Please select every line in the data below that contains the word "outline". Case counts.

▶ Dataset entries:
[start]

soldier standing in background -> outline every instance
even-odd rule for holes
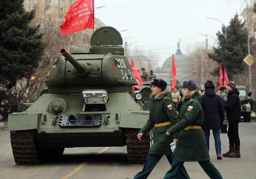
[[[227,104],[227,100],[228,100],[228,92],[226,86],[221,86],[220,88],[220,96],[221,98],[222,102],[224,104]],[[227,111],[224,111],[224,120],[223,122],[221,123],[221,128],[220,128],[220,132],[222,133],[228,133],[227,128],[228,127],[228,119],[227,118]]]
[[[156,78],[156,75],[153,73],[153,70],[150,70],[150,74],[149,75],[149,79],[151,80],[153,78]]]
[[[176,87],[174,89],[173,92],[171,93],[172,95],[172,100],[174,103],[174,105],[175,108],[177,108],[177,104],[179,101],[180,101],[180,96],[178,92],[178,89]]]

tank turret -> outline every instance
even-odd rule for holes
[[[49,92],[81,93],[99,88],[109,92],[130,91],[137,83],[122,44],[119,32],[104,26],[92,35],[90,52],[79,48],[70,54],[61,49],[62,55],[54,59],[47,74]]]
[[[86,65],[83,65],[79,63],[75,58],[71,56],[69,53],[67,52],[64,48],[62,48],[60,49],[60,53],[63,55],[65,57],[66,59],[72,64],[72,65],[74,66],[78,73],[82,73],[85,71],[86,72],[88,71],[88,70],[85,70],[85,66],[86,66],[87,69],[89,69],[90,68],[90,67],[88,67],[88,65],[87,64]]]

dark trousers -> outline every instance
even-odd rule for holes
[[[182,166],[183,166],[184,162],[176,162],[176,154],[175,154],[172,158],[171,168],[167,172],[164,179],[176,179],[184,178],[182,178],[180,175]],[[222,179],[221,175],[217,168],[209,160],[199,162],[198,163],[206,174],[211,179]],[[198,176],[198,178],[200,178]]]
[[[238,147],[240,146],[240,140],[238,134],[238,124],[239,121],[230,120],[229,121],[229,129],[228,137],[229,140],[229,145]]]
[[[147,159],[146,160],[145,164],[143,167],[142,171],[138,173],[137,175],[133,178],[133,179],[144,179],[147,178],[149,174],[150,174],[152,170],[153,169],[157,164],[162,158],[162,155],[154,155],[148,154],[147,156]],[[166,157],[168,160],[169,163],[171,165],[172,161],[171,155],[166,155]],[[180,166],[180,175],[179,177],[175,178],[179,178],[181,179],[189,179],[188,173],[186,170],[184,166],[182,165]]]

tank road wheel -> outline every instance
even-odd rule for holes
[[[142,140],[137,138],[139,129],[127,128],[126,137],[128,162],[130,163],[142,163],[146,161],[149,148],[153,143],[152,131],[144,135]]]
[[[38,164],[34,130],[11,131],[11,143],[17,164]]]

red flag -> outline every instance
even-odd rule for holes
[[[229,78],[228,78],[228,74],[227,74],[227,72],[226,71],[226,67],[224,67],[224,85],[226,86],[228,83],[228,82],[229,81]]]
[[[138,71],[138,69],[136,68],[136,66],[133,63],[133,61],[131,60],[131,70],[132,71],[132,73],[134,74],[134,76],[135,77],[135,79],[136,79],[137,82],[138,83],[138,85],[136,86],[132,86],[132,89],[133,88],[134,89],[134,87],[136,88],[139,89],[139,87],[140,86],[143,86],[143,83],[142,83],[142,80],[141,80],[141,78],[140,77],[140,75],[139,73],[139,72]]]
[[[175,86],[176,86],[176,68],[175,67],[175,63],[174,62],[174,57],[173,54],[172,54],[172,63],[171,67],[171,92],[173,92]]]
[[[78,0],[74,3],[65,15],[66,21],[60,25],[62,35],[94,28],[93,0]]]
[[[222,86],[223,84],[222,81],[223,80],[223,74],[222,73],[222,70],[221,69],[221,65],[220,63],[220,78],[219,79],[219,89],[221,86]]]

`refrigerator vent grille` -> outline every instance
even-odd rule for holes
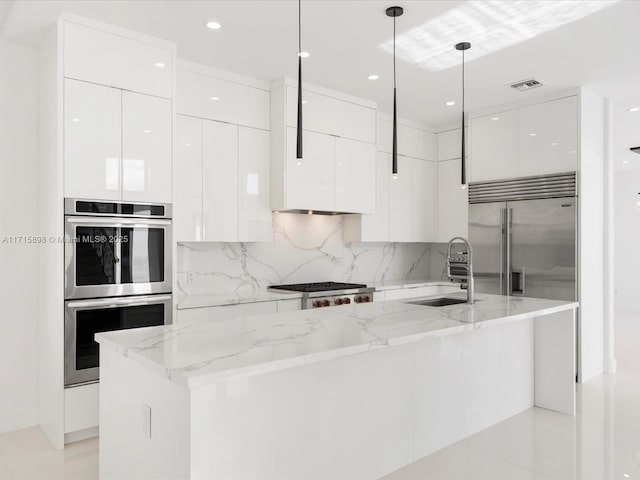
[[[469,184],[469,203],[513,202],[578,195],[576,172]]]

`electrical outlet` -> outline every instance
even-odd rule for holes
[[[142,405],[142,434],[151,438],[151,407]]]

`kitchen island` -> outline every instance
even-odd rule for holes
[[[377,478],[575,413],[576,303],[477,295],[96,335],[102,478]]]

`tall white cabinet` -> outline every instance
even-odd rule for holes
[[[63,15],[39,47],[38,231],[64,236],[64,198],[171,203],[175,45]],[[95,436],[98,385],[64,388],[64,244],[38,247],[39,425]]]
[[[270,241],[268,85],[189,62],[177,78],[174,239]]]

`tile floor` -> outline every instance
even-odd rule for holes
[[[578,386],[578,415],[532,408],[385,480],[640,479],[640,312],[617,312],[618,373]],[[98,478],[98,440],[54,450],[37,428],[0,435],[0,480]]]

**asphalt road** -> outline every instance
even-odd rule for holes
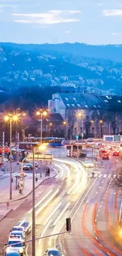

[end]

▶ Answer below:
soldier standing in background -> outline every instance
tank turret -> outline every instance
dark trousers -> outline every instance
tank road wheel -> outline every instance
red flag -> outline every instance
`refrigerator vent grille` -> outline every instance
`electrical outlet` -> outline every instance
`kitchen island` -> outline every instance
`tall white cabinet` -> outline every instance
`tile floor` -> outline every instance
**asphalt road** -> outline every instance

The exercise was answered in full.